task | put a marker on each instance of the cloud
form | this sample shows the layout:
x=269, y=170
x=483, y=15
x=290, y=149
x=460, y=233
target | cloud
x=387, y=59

━━━━━━━━━━━━━━━━

Exercise task.
Reproduce the material above word for word, line by line.

Correct answer.
task | put a marker on each instance of the cloud
form | this sample shows the layout:
x=269, y=170
x=483, y=15
x=290, y=149
x=460, y=233
target | cloud
x=387, y=59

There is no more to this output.